The material must be repeated exactly, with every line intact.

[Data excerpts Boundary: Start]

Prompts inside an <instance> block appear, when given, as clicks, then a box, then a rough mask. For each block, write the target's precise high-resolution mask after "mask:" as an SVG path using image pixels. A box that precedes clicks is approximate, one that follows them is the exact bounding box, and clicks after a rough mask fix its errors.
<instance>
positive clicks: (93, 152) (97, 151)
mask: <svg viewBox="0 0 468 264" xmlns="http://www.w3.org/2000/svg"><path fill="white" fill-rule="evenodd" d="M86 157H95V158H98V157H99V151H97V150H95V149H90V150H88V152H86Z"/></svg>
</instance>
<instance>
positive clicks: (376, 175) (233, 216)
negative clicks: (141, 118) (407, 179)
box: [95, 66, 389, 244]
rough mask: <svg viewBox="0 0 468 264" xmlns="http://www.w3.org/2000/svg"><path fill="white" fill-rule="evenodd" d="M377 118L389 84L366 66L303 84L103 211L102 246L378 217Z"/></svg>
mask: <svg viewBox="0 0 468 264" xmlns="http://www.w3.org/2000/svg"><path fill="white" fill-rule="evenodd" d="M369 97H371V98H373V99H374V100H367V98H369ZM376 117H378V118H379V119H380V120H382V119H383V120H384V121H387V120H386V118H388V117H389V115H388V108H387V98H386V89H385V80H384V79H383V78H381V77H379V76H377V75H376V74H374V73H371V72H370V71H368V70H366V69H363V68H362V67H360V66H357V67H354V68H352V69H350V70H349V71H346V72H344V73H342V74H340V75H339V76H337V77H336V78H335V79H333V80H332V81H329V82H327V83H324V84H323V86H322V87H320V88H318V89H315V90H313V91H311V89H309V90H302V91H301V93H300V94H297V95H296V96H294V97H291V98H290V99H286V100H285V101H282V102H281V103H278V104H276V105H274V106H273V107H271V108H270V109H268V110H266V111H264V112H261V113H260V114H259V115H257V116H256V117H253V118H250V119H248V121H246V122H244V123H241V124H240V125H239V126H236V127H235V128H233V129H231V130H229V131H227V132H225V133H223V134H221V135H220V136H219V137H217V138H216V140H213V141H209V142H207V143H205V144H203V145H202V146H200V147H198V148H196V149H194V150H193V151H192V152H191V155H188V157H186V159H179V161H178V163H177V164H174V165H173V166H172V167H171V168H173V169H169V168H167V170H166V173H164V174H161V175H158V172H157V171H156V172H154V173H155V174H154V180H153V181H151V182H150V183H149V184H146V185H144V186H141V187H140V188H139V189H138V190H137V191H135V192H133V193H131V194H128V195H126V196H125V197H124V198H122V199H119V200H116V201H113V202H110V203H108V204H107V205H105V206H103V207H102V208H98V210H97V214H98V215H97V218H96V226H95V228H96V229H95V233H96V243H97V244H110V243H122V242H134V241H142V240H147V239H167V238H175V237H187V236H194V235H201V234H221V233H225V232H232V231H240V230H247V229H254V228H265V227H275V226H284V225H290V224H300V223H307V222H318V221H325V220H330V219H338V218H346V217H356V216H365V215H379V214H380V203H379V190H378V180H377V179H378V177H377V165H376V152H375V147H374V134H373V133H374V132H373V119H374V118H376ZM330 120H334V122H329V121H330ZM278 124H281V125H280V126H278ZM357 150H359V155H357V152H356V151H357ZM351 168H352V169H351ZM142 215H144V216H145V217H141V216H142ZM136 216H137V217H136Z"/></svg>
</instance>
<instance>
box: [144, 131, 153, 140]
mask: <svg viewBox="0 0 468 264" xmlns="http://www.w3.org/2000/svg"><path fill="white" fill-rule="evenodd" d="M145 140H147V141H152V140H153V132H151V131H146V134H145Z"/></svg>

[Data excerpts Boundary: End]

- [Reply]:
Prompts inside an <instance> block appear, when given, as clicks, then a box, then a rough mask. For each block, write the target's precise high-resolution mask after "mask:" as an SVG path using image pixels. A box that precedes clicks is approximate, one that follows them is the exact bounding box, and clicks after a rough mask fix its errors.
<instance>
positive clicks: (93, 152) (97, 151)
mask: <svg viewBox="0 0 468 264" xmlns="http://www.w3.org/2000/svg"><path fill="white" fill-rule="evenodd" d="M86 157H95V158H98V157H99V151H97V150H95V149H90V150H88V152H86Z"/></svg>
</instance>
<instance>
positive clicks: (376, 175) (233, 216)
negative clicks: (141, 118) (407, 179)
box: [95, 66, 389, 244]
rough mask: <svg viewBox="0 0 468 264" xmlns="http://www.w3.org/2000/svg"><path fill="white" fill-rule="evenodd" d="M377 118L389 84L366 66L303 84L103 211L102 246L378 217Z"/></svg>
mask: <svg viewBox="0 0 468 264" xmlns="http://www.w3.org/2000/svg"><path fill="white" fill-rule="evenodd" d="M369 97H371V98H373V99H374V100H367V98H369ZM376 117H378V118H379V119H380V120H382V119H383V120H384V121H387V120H386V118H388V117H389V115H388V108H387V98H386V89H385V80H384V79H383V78H381V77H379V76H377V75H376V74H374V73H371V72H370V71H368V70H366V69H363V68H362V67H360V66H357V67H354V68H352V69H350V70H349V71H346V72H344V73H342V74H340V75H339V76H337V77H336V78H335V79H333V80H332V81H329V82H327V83H324V84H323V86H322V87H320V88H318V89H315V90H313V91H311V89H309V90H302V91H301V93H300V94H297V95H296V96H294V97H291V98H290V99H286V100H285V101H282V102H281V103H278V104H276V105H274V106H273V107H271V108H270V109H268V110H266V111H264V112H261V113H260V114H259V115H257V116H256V117H253V118H250V119H248V121H246V122H244V123H241V124H240V125H239V126H236V127H235V128H233V129H231V130H229V131H227V132H225V133H223V134H221V135H220V136H219V137H217V138H216V140H213V141H209V142H207V143H205V144H203V145H202V146H200V147H198V148H196V149H194V150H193V151H192V152H191V155H188V157H186V159H179V161H178V163H177V164H174V165H173V166H172V167H171V168H173V169H169V168H167V170H166V173H164V174H161V175H158V172H157V171H156V172H154V173H155V174H154V180H153V181H151V182H150V183H149V184H146V185H144V186H141V187H140V188H139V189H138V190H137V191H135V192H133V193H131V194H128V195H126V196H125V197H124V198H122V199H119V200H116V201H113V202H110V203H108V204H107V205H105V206H103V207H102V208H98V210H97V214H98V215H97V218H96V226H95V228H96V229H95V233H96V243H97V244H110V243H122V242H134V241H142V240H147V239H167V238H175V237H187V236H194V235H201V234H221V233H225V232H232V231H240V230H247V229H254V228H265V227H275V226H284V225H290V224H300V223H307V222H318V221H325V220H330V219H338V218H346V217H356V216H365V215H379V214H380V203H379V190H378V180H377V179H378V177H377V165H376V152H375V147H374V134H373V133H374V132H373V119H374V118H376ZM330 120H334V122H329V121H330ZM278 124H281V125H280V126H278ZM357 150H359V155H357V152H356V151H357ZM351 168H352V169H351ZM142 215H144V216H145V217H141V216H142ZM136 216H137V217H136Z"/></svg>
</instance>
<instance>
box: [144, 131, 153, 140]
mask: <svg viewBox="0 0 468 264" xmlns="http://www.w3.org/2000/svg"><path fill="white" fill-rule="evenodd" d="M145 140H147V141H152V140H153V132H151V131H146V134H145Z"/></svg>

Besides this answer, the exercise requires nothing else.